• **The task**
In the entries below, find the line containing "Provide a point for each instance of the round" and the line containing "Provide a point for each instance of the red berry". Copy those two lines and everything between them exactly, and only that.

◆ ◆ ◆

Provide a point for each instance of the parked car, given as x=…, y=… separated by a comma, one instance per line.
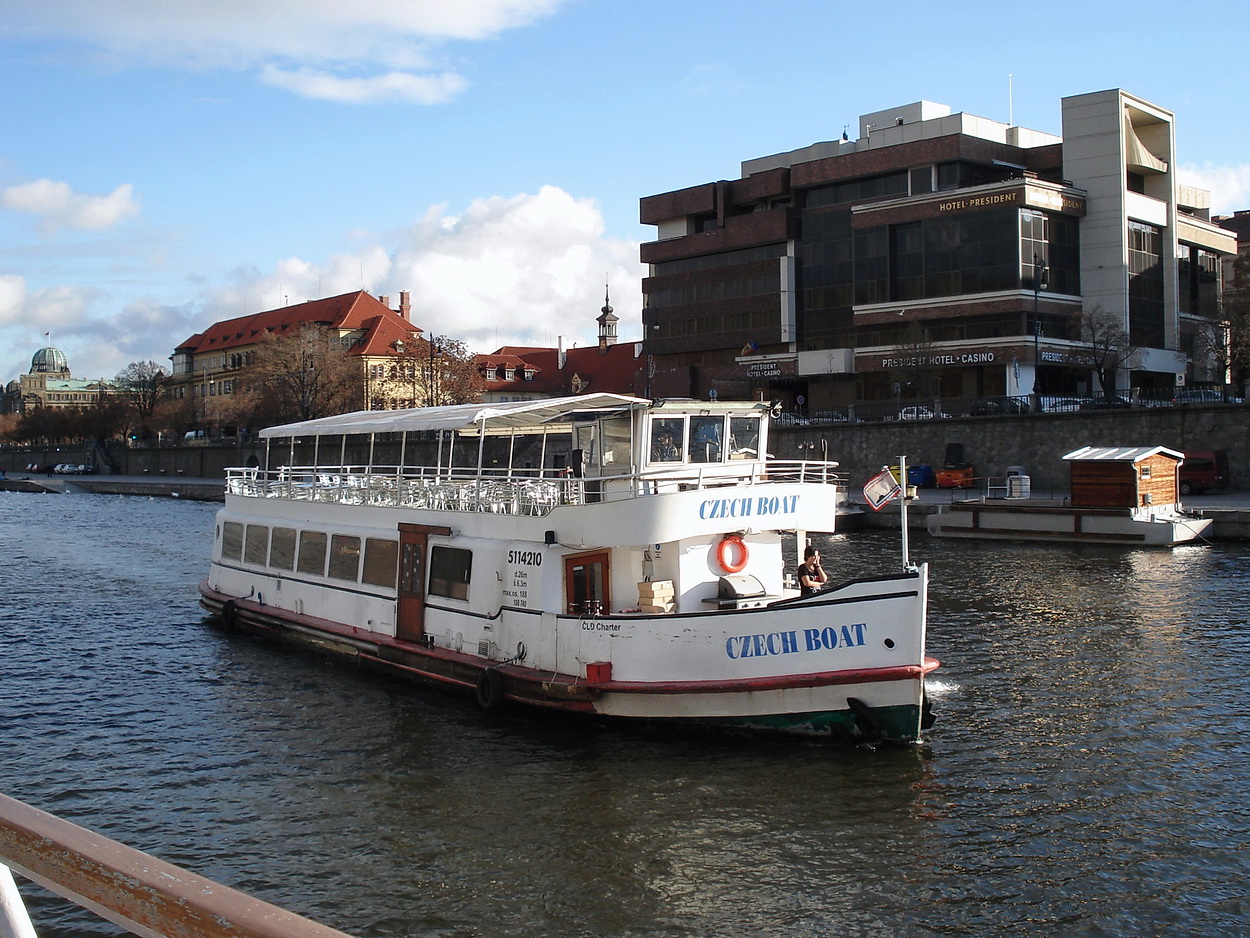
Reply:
x=918, y=413
x=1204, y=469
x=999, y=405
x=1198, y=395
x=829, y=417
x=1104, y=404
x=1063, y=405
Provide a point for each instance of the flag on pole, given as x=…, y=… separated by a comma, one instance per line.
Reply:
x=881, y=488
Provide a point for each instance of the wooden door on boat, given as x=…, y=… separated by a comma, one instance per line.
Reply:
x=585, y=583
x=413, y=552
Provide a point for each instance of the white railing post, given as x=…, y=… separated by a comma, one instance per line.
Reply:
x=14, y=919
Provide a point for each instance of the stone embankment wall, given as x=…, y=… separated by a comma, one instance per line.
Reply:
x=1036, y=442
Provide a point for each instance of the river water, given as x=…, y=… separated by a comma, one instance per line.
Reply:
x=1086, y=774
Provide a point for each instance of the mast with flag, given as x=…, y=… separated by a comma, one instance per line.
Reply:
x=884, y=488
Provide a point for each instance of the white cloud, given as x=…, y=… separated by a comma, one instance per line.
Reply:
x=391, y=86
x=283, y=38
x=516, y=272
x=1229, y=185
x=521, y=270
x=60, y=206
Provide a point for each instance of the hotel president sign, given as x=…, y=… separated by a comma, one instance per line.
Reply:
x=1001, y=196
x=951, y=358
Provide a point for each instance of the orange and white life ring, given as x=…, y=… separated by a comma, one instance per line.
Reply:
x=725, y=553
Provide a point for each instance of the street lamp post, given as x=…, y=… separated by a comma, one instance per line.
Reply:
x=1039, y=284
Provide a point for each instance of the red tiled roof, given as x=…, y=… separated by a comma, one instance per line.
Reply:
x=350, y=310
x=611, y=370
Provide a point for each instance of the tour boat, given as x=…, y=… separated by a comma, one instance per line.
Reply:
x=596, y=554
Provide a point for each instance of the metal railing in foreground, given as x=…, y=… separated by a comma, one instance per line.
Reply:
x=146, y=896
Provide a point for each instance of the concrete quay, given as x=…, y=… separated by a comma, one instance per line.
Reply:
x=153, y=485
x=1229, y=510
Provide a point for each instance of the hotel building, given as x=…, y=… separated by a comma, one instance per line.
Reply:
x=936, y=255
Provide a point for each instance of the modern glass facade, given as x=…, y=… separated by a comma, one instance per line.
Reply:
x=1145, y=285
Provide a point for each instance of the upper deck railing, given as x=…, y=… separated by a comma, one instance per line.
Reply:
x=501, y=492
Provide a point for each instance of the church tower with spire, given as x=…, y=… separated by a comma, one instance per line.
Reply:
x=606, y=324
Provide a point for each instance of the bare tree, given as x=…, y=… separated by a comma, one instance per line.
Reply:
x=141, y=384
x=451, y=374
x=1225, y=339
x=1106, y=345
x=301, y=377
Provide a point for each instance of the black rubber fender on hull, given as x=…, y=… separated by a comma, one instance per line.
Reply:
x=490, y=689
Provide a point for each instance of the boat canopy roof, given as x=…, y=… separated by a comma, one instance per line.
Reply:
x=1121, y=454
x=463, y=418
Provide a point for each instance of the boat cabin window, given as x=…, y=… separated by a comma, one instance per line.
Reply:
x=255, y=549
x=281, y=548
x=231, y=540
x=668, y=434
x=344, y=558
x=616, y=439
x=313, y=552
x=381, y=562
x=450, y=570
x=744, y=437
x=706, y=439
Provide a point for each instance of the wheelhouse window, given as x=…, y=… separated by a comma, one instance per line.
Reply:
x=706, y=439
x=668, y=435
x=281, y=548
x=344, y=558
x=311, y=557
x=450, y=572
x=231, y=540
x=381, y=562
x=744, y=437
x=256, y=544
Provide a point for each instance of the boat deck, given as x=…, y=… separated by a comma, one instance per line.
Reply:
x=500, y=493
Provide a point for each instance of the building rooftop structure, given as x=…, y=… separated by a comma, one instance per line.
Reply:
x=529, y=373
x=936, y=254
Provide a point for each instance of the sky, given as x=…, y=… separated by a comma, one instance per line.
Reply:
x=165, y=165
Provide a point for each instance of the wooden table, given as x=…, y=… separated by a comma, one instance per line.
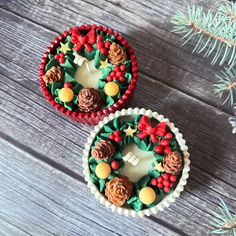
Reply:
x=42, y=189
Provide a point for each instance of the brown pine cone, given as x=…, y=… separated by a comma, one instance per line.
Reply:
x=103, y=150
x=116, y=54
x=118, y=190
x=89, y=100
x=53, y=75
x=173, y=163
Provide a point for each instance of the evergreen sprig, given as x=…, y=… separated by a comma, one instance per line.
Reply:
x=225, y=222
x=226, y=86
x=213, y=34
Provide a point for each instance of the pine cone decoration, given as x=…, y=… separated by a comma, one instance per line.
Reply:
x=118, y=190
x=89, y=100
x=103, y=150
x=116, y=54
x=173, y=163
x=53, y=75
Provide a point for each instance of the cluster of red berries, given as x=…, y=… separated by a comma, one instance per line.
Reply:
x=60, y=57
x=164, y=145
x=115, y=165
x=115, y=136
x=67, y=85
x=102, y=46
x=118, y=73
x=165, y=181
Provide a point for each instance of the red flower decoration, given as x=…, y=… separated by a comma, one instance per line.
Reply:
x=83, y=40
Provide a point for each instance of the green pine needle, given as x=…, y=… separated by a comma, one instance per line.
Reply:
x=226, y=222
x=211, y=33
x=229, y=10
x=226, y=86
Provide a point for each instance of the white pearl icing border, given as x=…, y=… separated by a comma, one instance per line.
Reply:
x=169, y=198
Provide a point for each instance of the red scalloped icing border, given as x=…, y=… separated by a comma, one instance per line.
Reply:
x=91, y=118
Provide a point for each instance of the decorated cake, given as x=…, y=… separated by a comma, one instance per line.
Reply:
x=136, y=162
x=88, y=72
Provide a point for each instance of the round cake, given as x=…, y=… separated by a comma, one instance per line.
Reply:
x=88, y=72
x=136, y=162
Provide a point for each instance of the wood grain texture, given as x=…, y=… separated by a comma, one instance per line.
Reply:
x=41, y=150
x=45, y=201
x=148, y=31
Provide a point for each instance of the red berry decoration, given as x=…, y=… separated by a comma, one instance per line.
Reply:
x=117, y=133
x=154, y=182
x=99, y=37
x=67, y=85
x=168, y=135
x=60, y=57
x=115, y=165
x=115, y=136
x=122, y=67
x=159, y=149
x=167, y=150
x=166, y=183
x=160, y=179
x=117, y=74
x=164, y=142
x=118, y=139
x=166, y=189
x=111, y=136
x=107, y=44
x=102, y=46
x=166, y=176
x=173, y=178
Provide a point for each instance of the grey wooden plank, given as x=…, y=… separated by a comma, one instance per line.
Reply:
x=188, y=113
x=199, y=198
x=10, y=229
x=156, y=47
x=45, y=201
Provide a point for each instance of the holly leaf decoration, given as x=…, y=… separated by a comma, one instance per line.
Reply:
x=132, y=199
x=68, y=105
x=92, y=167
x=102, y=183
x=158, y=157
x=143, y=181
x=116, y=123
x=92, y=160
x=140, y=143
x=55, y=86
x=153, y=173
x=108, y=129
x=52, y=62
x=77, y=88
x=94, y=178
x=137, y=205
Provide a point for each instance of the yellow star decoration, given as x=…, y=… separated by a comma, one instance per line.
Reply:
x=159, y=167
x=129, y=131
x=104, y=64
x=64, y=48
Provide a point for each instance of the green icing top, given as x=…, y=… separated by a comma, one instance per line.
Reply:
x=69, y=69
x=144, y=144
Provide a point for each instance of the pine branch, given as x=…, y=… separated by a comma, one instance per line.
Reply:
x=211, y=33
x=229, y=10
x=226, y=86
x=225, y=222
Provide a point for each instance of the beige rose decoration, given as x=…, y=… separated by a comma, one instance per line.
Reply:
x=118, y=190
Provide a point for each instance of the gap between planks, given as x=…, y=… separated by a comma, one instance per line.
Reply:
x=151, y=77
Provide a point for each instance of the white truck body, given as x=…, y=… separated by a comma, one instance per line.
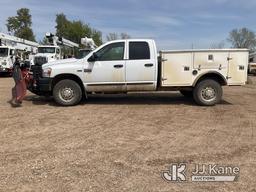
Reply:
x=133, y=65
x=7, y=58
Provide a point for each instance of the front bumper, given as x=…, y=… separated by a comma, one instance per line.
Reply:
x=5, y=70
x=41, y=86
x=252, y=70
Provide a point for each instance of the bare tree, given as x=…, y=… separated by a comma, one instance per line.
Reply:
x=242, y=38
x=115, y=36
x=125, y=36
x=112, y=36
x=219, y=45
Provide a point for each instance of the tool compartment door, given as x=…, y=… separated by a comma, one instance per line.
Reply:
x=238, y=67
x=176, y=68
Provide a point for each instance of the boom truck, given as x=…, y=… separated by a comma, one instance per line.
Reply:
x=52, y=52
x=133, y=65
x=11, y=47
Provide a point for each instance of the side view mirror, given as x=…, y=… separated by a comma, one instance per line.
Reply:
x=93, y=58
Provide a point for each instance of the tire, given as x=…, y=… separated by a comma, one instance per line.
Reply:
x=67, y=93
x=186, y=93
x=207, y=92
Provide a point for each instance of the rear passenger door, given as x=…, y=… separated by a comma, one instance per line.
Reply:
x=140, y=66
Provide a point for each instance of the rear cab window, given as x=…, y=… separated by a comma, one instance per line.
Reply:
x=139, y=51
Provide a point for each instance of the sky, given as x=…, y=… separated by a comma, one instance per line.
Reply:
x=174, y=24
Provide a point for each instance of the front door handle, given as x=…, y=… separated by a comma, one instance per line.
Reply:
x=118, y=66
x=149, y=65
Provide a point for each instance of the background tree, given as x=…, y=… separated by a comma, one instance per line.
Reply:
x=112, y=36
x=20, y=25
x=242, y=38
x=75, y=30
x=125, y=36
x=115, y=36
x=219, y=45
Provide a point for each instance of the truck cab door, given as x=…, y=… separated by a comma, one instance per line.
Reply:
x=107, y=71
x=141, y=66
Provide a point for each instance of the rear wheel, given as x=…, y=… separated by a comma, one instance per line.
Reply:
x=67, y=93
x=207, y=92
x=187, y=93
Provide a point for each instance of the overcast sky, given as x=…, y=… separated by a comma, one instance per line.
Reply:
x=174, y=24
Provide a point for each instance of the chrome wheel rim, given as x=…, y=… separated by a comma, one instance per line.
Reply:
x=208, y=94
x=66, y=94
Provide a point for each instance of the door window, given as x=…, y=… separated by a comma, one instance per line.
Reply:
x=139, y=51
x=111, y=52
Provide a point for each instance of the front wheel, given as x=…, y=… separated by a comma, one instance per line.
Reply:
x=207, y=93
x=67, y=93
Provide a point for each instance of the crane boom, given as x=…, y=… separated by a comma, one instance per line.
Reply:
x=55, y=40
x=12, y=39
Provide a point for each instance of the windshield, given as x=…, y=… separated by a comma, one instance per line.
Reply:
x=46, y=50
x=3, y=52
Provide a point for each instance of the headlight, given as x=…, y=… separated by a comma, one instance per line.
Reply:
x=47, y=72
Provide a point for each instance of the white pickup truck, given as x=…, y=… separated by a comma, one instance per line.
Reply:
x=134, y=65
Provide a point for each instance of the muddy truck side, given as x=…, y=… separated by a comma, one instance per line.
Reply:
x=135, y=66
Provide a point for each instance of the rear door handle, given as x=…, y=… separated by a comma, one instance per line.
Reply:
x=149, y=65
x=118, y=66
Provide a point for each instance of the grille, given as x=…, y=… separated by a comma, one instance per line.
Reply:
x=40, y=60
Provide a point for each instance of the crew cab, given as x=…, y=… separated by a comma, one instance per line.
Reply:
x=134, y=65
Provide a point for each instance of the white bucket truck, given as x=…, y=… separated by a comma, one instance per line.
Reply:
x=11, y=47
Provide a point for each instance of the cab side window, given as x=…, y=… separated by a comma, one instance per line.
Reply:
x=139, y=51
x=111, y=52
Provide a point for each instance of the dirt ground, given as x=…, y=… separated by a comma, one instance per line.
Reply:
x=124, y=142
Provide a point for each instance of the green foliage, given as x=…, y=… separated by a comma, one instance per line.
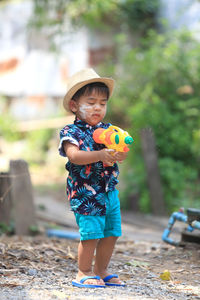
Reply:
x=7, y=229
x=159, y=89
x=115, y=15
x=38, y=143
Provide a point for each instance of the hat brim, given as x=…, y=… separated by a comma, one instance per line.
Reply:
x=109, y=82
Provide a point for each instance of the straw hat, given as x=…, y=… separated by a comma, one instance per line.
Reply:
x=82, y=78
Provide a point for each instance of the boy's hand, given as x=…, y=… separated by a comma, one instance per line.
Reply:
x=105, y=155
x=120, y=156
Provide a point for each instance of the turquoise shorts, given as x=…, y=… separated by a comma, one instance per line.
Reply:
x=98, y=227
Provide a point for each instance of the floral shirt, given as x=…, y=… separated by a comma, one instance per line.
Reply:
x=87, y=184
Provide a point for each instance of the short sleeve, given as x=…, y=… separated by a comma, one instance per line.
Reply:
x=67, y=134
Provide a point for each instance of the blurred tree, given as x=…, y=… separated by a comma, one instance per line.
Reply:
x=110, y=15
x=159, y=90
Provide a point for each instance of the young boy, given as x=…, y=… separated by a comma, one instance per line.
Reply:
x=92, y=178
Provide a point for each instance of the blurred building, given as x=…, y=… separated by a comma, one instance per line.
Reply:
x=31, y=76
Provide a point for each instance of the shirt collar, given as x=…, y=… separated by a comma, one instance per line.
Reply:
x=84, y=125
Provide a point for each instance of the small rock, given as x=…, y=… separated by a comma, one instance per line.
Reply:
x=32, y=272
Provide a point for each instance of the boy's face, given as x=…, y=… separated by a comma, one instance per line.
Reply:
x=90, y=108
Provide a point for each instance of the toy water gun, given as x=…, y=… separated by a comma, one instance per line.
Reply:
x=113, y=138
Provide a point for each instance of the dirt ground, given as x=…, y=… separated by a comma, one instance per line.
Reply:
x=42, y=268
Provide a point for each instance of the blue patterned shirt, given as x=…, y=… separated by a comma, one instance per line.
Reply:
x=87, y=184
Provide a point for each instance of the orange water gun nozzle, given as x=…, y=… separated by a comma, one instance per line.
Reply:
x=113, y=138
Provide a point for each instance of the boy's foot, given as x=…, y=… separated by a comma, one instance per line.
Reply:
x=110, y=278
x=95, y=280
x=113, y=280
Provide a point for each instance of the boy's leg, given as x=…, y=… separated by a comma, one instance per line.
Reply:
x=85, y=256
x=104, y=252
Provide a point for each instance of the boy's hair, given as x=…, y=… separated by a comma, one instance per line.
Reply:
x=99, y=87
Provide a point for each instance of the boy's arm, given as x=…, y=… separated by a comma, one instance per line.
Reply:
x=80, y=157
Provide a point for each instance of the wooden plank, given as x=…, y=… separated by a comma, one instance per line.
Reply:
x=22, y=197
x=153, y=175
x=5, y=198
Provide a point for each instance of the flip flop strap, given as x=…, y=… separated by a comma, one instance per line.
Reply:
x=89, y=277
x=107, y=278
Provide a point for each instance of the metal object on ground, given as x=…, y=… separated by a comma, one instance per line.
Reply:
x=192, y=219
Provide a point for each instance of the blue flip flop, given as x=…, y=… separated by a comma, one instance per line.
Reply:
x=82, y=284
x=107, y=278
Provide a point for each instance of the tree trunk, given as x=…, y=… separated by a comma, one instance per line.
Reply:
x=153, y=175
x=22, y=197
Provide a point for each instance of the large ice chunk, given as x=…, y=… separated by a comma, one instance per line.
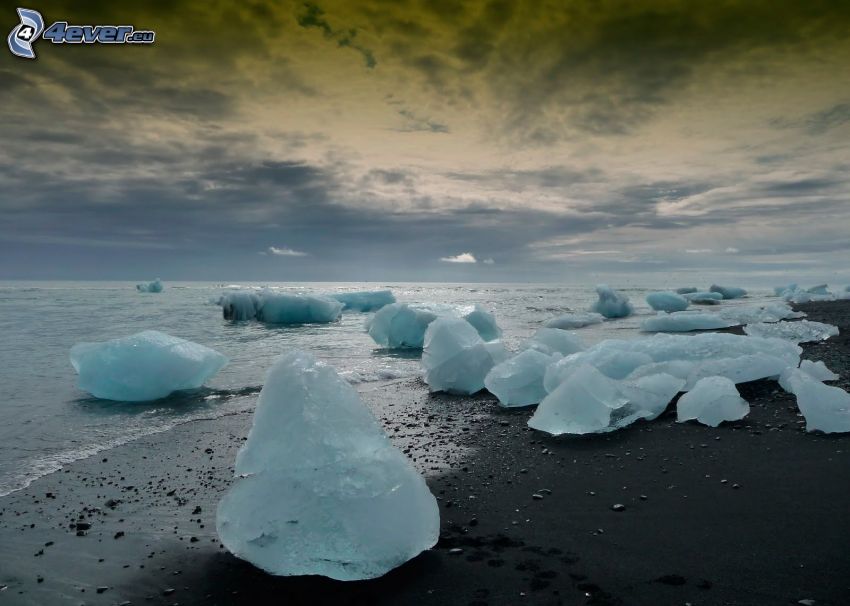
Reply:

◆ ◆ ◆

• **Answer space**
Provide a point for each instance of the round cake, given as x=…, y=… separated by a comma, one instance per line.
Reply:
x=88, y=72
x=136, y=162
Provide a point for each instance of the wood grain texture, given as x=…, y=… separated by a comma, one instance per line.
Reply:
x=41, y=150
x=45, y=201
x=148, y=31
Provide a point for each instance of the red berry decoration, given as x=…, y=… separated by a comma, one instance per line.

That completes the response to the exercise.